TASK REQUIREMENTS
Rewrite the section of the listing below that opens with the line containing "the boy's face;" and closes with the line containing "(1142, 240)", replacing "planogram checker" with "layout checker" and changing nothing else. Return only those lines.

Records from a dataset
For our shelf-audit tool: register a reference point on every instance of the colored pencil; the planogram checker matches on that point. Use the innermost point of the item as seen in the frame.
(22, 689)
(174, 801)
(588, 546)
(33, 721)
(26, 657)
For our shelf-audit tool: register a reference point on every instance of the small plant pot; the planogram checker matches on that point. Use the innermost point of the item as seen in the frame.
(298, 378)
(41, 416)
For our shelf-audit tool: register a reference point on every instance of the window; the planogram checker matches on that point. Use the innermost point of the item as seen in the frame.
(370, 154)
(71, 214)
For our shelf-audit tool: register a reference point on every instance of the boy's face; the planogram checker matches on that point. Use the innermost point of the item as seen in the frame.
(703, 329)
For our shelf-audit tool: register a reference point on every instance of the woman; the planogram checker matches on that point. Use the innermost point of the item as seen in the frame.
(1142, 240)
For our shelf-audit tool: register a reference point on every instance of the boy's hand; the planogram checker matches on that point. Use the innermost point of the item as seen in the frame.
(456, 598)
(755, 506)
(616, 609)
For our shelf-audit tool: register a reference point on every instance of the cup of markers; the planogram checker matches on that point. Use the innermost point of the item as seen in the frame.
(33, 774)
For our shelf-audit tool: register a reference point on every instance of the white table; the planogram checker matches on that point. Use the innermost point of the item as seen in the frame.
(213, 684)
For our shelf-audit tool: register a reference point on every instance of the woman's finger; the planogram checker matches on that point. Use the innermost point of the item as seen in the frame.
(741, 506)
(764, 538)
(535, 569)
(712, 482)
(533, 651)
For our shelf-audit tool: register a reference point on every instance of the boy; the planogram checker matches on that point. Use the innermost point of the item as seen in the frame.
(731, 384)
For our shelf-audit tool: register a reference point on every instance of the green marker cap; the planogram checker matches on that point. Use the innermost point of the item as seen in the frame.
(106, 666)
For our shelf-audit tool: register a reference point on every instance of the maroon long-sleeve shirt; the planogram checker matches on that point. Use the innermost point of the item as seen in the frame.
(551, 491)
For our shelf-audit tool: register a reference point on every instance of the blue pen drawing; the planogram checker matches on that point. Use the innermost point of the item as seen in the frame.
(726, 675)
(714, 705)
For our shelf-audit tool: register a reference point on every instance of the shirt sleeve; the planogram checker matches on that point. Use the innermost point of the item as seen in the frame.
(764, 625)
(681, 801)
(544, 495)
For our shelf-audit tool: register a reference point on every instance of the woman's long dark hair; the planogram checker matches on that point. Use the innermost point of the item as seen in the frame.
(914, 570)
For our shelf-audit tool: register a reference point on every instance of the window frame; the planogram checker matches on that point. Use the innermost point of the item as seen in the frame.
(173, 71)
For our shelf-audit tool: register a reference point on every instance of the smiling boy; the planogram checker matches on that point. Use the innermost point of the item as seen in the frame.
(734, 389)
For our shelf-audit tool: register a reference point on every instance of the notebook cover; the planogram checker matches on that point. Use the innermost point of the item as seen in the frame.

RESPONSE FOR THIS EXERCISE
For our shelf-audit tool: register a reference point on every instance of the boy's face; the layout checker matches on that point. Use the innermost point of the item as seen in the frame.
(703, 329)
For our shelf-audit tool: register a reference point on every instance of the woman; the layout checker matches on that point. Use the innermost point of the item as seen in the frame.
(1142, 240)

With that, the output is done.